SET EXERCISE 1:
From the page about the Vince Guaraldi compilation below, list every source named in the review scores table.
SET EXERCISE 2:
Pick up the page about the Vince Guaraldi compilation, which comes before the data below, right after its last sentence and keep writing.

PASSAGE:
==================================================

Compilation album by Vince Guaraldi
- Released: July 6, 2018
- Recorded: 1968–1969
- Genres: Jazz; Latin jazz; jazz fusion; West Coast jazz; mainstream jazz;
- Length: 145:59
- Label: Omnivore
- Producers: Vince Guaraldi; Shorty Rogers; Cheryl Pawelski;

Vince Guaraldi chronology
| A Boy Named Charlie Brown: Original Motion Picture Soundtrack (2017) | The Complete Warner Bros.–Seven Arts Recordings (2018) | It's the Great Pumpkin, Charlie Brown: Original Soundtrack Recording (2018) |

= The Complete Warner Bros.–Seven Arts Recordings =

The Complete Warner Bros.–Seven Arts Recordings is a double CD compilation of songs by American jazz pianist/composer Vince Guaraldi released by Omnivore Recordings on July 6, 2018. It contains 30 tracks, containing remastered versions of Guaraldi's complete recorded output for Warner Bros.-Seven Arts (Oh Good Grief!, The Eclectic Vince Guaraldi, Alma-Ville), plus four bonus tracks.

Professional ratings
Review scores
| Source | Rating |
| AllMusic | Star |
| Five Cents Please | Star |
| The Second Disc | Star |
| Audiophile Review | Star |
| Jazz Weekly | Star |
| Vintage Vinyl News | Star |
| The Recoup | Star |

== Background ==
Vince Guaraldi's final three albums released during his lifetime were recorded for Warner Bros.-Seven Arts after spending considerable time struggling to extricate himself from Fantasy Records. Warner signed Guaraldi to a three-record deal, and insisted that his inaugural release consist of his Peanuts songs. This was done in part to help fill the void left by a lack of soundtrack albums to accompany the successful television specials, Charlie Brown's All Stars!, It's the Great Pumpkin, Charlie Brown, You're in Love, Charlie Brown and He's Your Dog, Charlie Brown. Guaraldi responded with new renditions of eight of his most popular scores from those programs on his first release, Oh Good Grief!.

==================================================

LISTING:

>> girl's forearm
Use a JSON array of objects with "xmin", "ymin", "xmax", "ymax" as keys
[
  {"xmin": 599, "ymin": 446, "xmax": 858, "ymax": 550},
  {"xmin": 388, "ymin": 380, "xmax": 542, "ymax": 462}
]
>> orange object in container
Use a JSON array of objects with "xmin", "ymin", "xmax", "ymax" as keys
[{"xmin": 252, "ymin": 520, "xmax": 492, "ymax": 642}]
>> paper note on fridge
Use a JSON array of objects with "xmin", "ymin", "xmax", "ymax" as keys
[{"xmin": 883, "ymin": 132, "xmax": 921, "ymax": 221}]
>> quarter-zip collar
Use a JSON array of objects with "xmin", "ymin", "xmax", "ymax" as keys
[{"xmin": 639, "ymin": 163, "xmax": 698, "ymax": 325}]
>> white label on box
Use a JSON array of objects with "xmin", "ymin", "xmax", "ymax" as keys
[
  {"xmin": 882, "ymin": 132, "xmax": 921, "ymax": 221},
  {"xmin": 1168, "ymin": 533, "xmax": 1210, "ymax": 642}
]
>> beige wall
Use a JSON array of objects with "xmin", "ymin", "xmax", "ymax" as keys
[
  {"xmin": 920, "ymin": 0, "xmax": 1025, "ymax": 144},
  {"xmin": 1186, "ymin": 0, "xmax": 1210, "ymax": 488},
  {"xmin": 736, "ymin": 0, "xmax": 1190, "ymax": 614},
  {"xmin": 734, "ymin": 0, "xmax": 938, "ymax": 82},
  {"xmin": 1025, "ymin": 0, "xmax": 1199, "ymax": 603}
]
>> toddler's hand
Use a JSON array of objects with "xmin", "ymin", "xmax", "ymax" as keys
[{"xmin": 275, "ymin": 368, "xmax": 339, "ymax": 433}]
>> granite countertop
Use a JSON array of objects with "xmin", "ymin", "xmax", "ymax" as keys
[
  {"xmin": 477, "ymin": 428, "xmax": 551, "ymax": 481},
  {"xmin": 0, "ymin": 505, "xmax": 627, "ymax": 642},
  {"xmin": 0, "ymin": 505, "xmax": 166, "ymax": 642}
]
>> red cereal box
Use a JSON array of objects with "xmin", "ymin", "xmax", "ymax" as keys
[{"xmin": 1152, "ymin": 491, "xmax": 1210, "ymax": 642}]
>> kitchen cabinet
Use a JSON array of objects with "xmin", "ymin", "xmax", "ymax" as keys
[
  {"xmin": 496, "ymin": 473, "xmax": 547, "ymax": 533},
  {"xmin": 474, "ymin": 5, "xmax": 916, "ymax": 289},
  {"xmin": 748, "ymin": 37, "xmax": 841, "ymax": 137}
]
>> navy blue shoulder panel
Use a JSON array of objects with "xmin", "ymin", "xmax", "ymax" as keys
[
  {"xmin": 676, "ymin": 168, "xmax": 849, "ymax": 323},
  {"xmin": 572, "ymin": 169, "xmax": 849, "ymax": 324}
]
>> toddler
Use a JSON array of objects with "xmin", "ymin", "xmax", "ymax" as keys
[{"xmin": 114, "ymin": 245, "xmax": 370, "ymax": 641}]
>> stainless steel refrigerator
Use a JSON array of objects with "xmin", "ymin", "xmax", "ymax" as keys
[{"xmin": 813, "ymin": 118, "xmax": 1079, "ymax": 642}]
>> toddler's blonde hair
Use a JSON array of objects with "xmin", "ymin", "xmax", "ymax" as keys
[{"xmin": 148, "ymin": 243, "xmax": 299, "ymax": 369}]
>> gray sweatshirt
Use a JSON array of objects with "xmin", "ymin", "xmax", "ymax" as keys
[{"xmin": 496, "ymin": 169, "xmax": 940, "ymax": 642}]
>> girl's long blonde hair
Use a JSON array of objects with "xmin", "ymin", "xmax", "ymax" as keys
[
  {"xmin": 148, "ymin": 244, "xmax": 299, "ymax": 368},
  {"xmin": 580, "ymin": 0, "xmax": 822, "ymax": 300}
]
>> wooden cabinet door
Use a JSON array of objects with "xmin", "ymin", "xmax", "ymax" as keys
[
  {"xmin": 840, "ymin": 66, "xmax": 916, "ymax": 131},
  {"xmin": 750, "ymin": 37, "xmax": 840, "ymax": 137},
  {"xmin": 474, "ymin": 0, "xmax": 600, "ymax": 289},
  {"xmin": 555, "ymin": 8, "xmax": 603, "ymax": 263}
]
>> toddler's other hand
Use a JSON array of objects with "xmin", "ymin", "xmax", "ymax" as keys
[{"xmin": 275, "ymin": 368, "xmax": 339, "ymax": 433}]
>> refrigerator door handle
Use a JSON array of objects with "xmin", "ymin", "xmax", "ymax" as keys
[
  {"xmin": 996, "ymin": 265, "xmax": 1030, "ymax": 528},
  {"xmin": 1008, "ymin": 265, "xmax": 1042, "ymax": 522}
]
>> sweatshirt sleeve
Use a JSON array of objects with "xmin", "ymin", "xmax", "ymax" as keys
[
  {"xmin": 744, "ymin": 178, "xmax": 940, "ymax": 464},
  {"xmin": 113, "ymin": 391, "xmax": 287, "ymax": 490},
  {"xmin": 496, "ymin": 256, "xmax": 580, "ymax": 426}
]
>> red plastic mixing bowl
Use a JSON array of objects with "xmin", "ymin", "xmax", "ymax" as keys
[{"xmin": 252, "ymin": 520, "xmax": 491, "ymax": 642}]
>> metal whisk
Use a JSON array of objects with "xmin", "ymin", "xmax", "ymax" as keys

==================================================

FINAL ANSWER 1:
AllMusic, Five Cents Please, The Second Disc, Audiophile Review, Jazz Weekly, Vintage Vinyl News, The Recoup

FINAL ANSWER 2:
Guaraldi was then given complete artistic control over his sophomore, self-produced Warner effort, The Eclectic Vince Guaraldi, resulting in an unfocused and overindulgent album that was not well received by both critics and consumers. At Warner's insistence, arranger Shorty Rogers was recruited to produce Guaraldi's final album, Alma-Ville. Though deemed a focused improvement over the previous album, Warner lost interest in Guaraldi and did not promote the album. Both The Eclectic Vince Guaraldi and Alma-Ville fell into obscurity, with Oh Good Grief! remaining in print and a steady seller due to the perpetual popularity of the Peanuts franchise.

==Production==
The Complete Warner Bros.–Seven Arts Recordings was compiled by prestige label Omnivore Recordings and produced by Grammy Award-winning Cheryl Pawelski. Pawelski recruited audio archivist Michael Graves (who worked on previous Guaraldi remastering efforts) to perform a high-definition 24-bit mix.

In addition to a double-CD release, Oh, Good Grief! was issued on translucent red vinyl.

== Track listings ==
All tracks written by Vince Guaraldi, except where noted.

=== Disc One ===

Oh Good Grief! (1968)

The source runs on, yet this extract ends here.